**AIM OF THE EXERCISE**
Go through the entries below, tally each line that has the word "large", and give only the total.
*** Block opens ***
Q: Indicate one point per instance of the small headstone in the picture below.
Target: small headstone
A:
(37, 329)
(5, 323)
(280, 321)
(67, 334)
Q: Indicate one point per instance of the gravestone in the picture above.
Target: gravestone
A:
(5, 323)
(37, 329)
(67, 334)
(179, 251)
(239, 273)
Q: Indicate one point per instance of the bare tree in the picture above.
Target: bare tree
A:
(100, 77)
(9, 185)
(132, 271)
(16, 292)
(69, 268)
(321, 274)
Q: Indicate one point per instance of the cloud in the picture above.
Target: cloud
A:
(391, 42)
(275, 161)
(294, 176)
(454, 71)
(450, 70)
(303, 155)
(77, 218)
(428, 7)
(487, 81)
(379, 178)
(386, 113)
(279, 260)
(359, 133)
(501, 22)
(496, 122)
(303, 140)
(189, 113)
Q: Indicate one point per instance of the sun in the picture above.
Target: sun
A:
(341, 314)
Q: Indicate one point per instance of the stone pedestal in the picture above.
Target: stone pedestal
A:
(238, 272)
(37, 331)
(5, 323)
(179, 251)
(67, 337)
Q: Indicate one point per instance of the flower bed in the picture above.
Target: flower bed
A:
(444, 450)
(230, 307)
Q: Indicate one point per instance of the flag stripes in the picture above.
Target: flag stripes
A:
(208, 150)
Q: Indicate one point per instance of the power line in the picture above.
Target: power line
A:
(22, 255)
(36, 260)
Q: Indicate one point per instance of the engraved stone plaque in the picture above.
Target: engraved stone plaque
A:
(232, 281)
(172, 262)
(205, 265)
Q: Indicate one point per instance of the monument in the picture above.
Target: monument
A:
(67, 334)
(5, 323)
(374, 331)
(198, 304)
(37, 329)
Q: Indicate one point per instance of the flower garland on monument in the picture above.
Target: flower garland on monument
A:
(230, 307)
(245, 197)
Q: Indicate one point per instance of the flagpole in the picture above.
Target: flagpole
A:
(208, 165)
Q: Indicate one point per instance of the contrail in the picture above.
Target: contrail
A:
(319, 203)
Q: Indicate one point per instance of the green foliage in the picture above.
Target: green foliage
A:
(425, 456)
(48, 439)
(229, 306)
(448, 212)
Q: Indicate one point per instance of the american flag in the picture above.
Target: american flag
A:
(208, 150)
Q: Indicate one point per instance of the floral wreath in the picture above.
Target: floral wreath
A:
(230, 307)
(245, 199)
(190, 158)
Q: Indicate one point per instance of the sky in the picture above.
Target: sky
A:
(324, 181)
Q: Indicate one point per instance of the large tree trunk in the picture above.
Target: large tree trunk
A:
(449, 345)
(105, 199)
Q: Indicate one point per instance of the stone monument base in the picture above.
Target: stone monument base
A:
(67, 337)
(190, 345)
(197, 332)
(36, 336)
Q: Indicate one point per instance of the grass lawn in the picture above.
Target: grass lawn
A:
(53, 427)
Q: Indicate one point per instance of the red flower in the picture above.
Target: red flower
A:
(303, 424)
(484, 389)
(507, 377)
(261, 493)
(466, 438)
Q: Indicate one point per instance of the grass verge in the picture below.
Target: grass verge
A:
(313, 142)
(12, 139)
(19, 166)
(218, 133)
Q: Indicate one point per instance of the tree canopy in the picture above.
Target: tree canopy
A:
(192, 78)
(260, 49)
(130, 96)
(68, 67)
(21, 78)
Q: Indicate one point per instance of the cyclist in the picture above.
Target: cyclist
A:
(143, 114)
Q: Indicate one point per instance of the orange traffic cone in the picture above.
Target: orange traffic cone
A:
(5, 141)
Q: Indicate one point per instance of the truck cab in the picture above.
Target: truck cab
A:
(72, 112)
*** Block closes ***
**YOUR SOLUTION**
2